- Task description: Type out each entry exactly as it appears, but keep every image out.

── Raw data

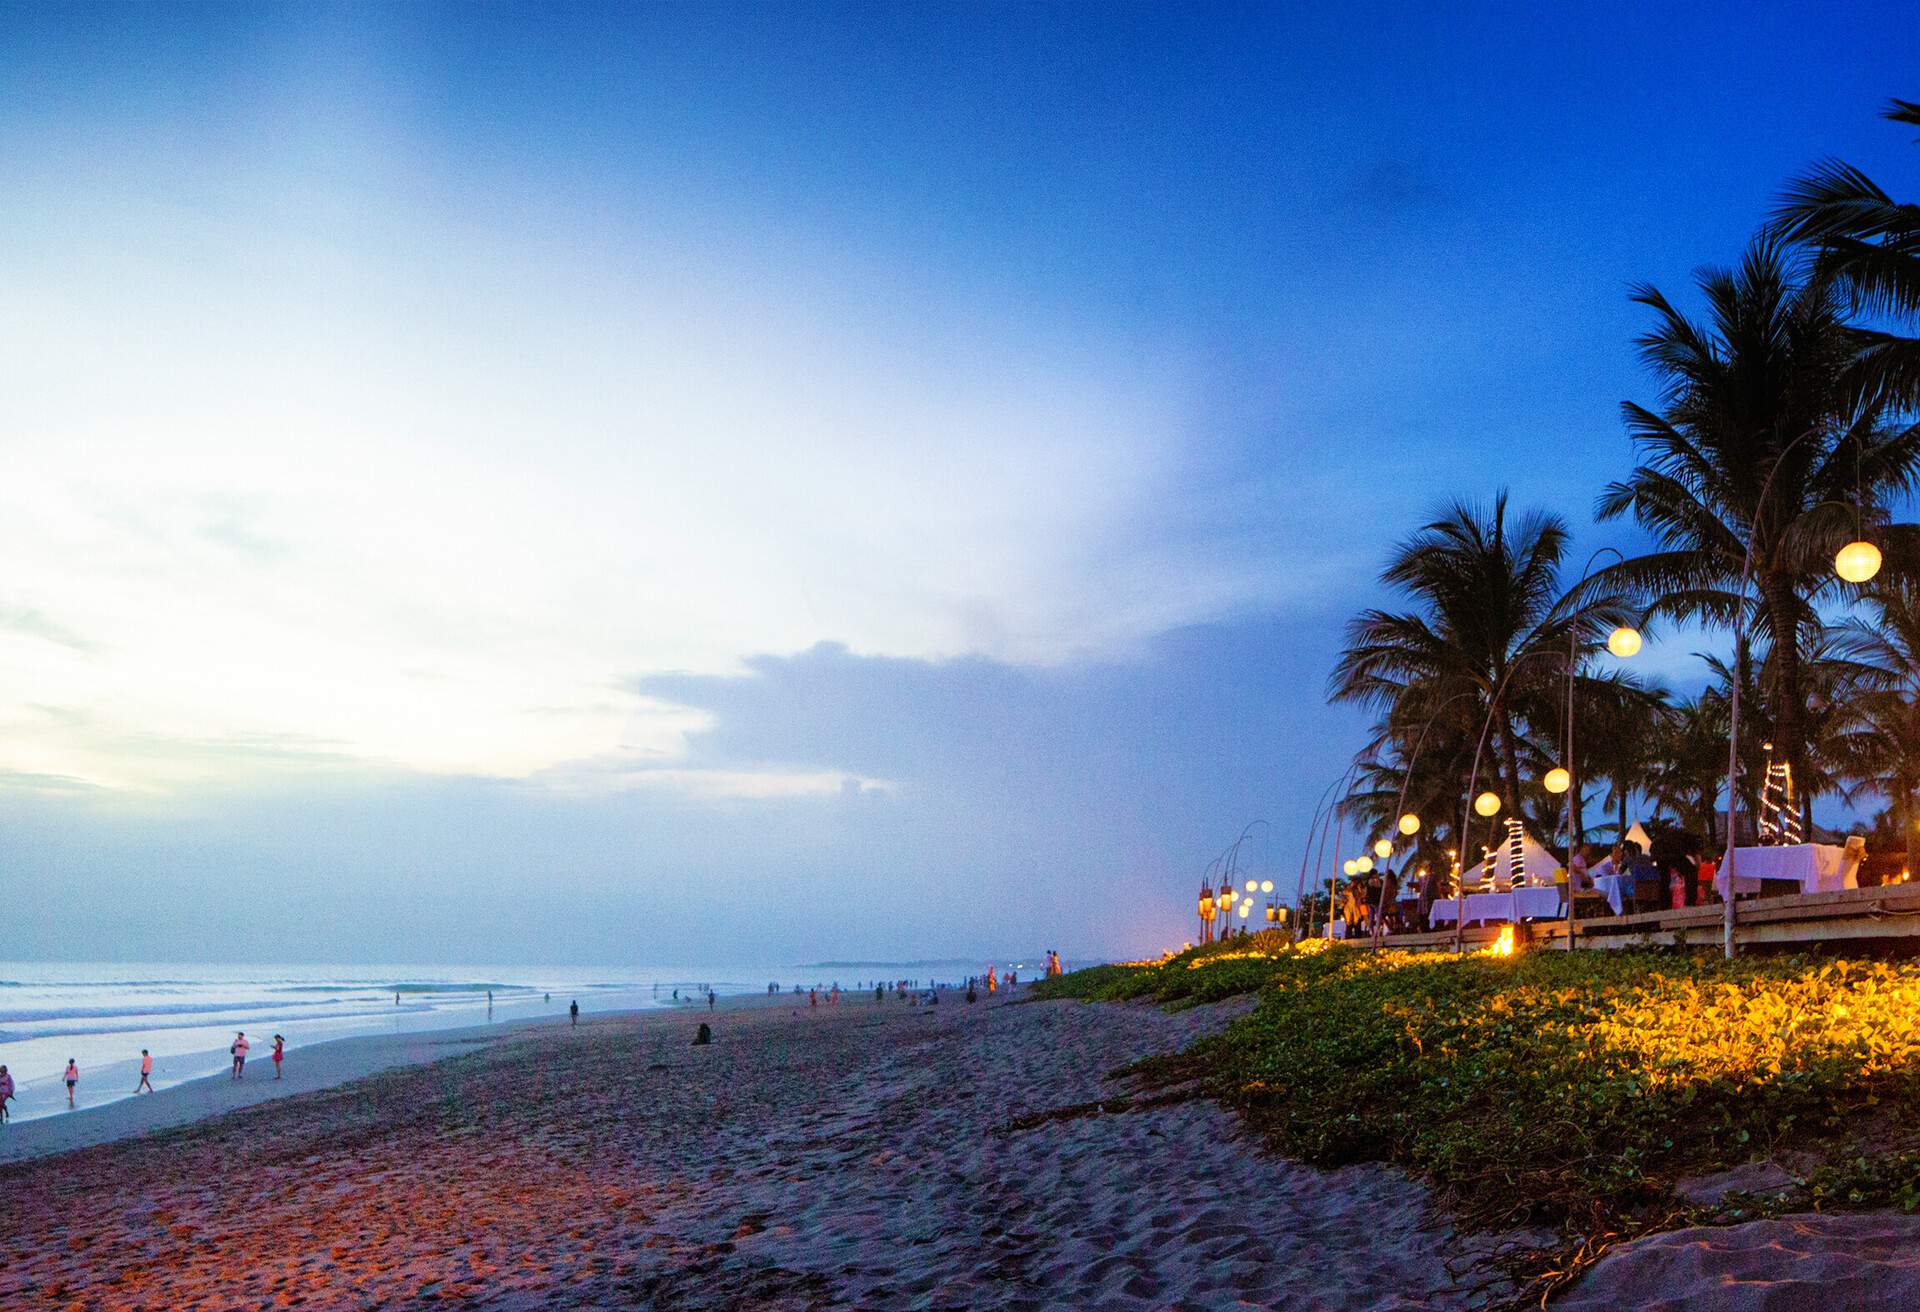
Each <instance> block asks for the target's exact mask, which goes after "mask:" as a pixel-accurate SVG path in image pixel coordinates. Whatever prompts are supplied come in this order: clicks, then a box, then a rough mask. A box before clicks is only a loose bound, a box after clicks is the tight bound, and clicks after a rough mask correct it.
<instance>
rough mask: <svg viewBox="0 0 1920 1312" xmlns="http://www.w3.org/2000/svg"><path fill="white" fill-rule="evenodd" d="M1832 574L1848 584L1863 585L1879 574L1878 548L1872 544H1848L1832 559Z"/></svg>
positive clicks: (1859, 542) (1879, 552)
mask: <svg viewBox="0 0 1920 1312" xmlns="http://www.w3.org/2000/svg"><path fill="white" fill-rule="evenodd" d="M1834 572H1836V574H1839V576H1841V578H1845V580H1847V582H1849V584H1864V582H1866V580H1868V578H1872V576H1874V574H1878V572H1880V547H1876V546H1874V544H1872V542H1849V544H1847V546H1843V547H1841V549H1839V553H1837V555H1836V557H1834Z"/></svg>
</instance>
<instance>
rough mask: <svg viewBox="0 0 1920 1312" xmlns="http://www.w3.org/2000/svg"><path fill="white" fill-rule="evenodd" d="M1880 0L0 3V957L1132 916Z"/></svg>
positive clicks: (1764, 141)
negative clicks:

────

- Answer below:
Each <instance> block asks for the target's exact mask, which goes after "mask:" as a pixel-accurate SVG path in image pixel coordinates. Whatever prompts are supplied come in this order: clicks, then a box, then a rough mask. A box before clicks is only a loose bound, a box after clicks is the tight bound, and clicks after a rough mask correct it.
<instance>
rough mask: <svg viewBox="0 0 1920 1312" xmlns="http://www.w3.org/2000/svg"><path fill="white" fill-rule="evenodd" d="M1832 574L1848 584L1863 585L1879 574L1878 548L1872 544H1848L1832 559Z"/></svg>
positive clicks: (1859, 542) (1879, 552)
mask: <svg viewBox="0 0 1920 1312" xmlns="http://www.w3.org/2000/svg"><path fill="white" fill-rule="evenodd" d="M1834 572H1836V574H1839V576H1841V578H1845V580H1847V582H1849V584H1864V582H1866V580H1868V578H1872V576H1874V574H1878V572H1880V547H1876V546H1874V544H1872V542H1849V544H1847V546H1843V547H1841V549H1839V553H1837V555H1836V557H1834Z"/></svg>
</instance>
<instance>
rough mask: <svg viewBox="0 0 1920 1312" xmlns="http://www.w3.org/2000/svg"><path fill="white" fill-rule="evenodd" d="M1880 0L0 3V957L1132 916Z"/></svg>
positive clicks: (1764, 141)
negative clicks:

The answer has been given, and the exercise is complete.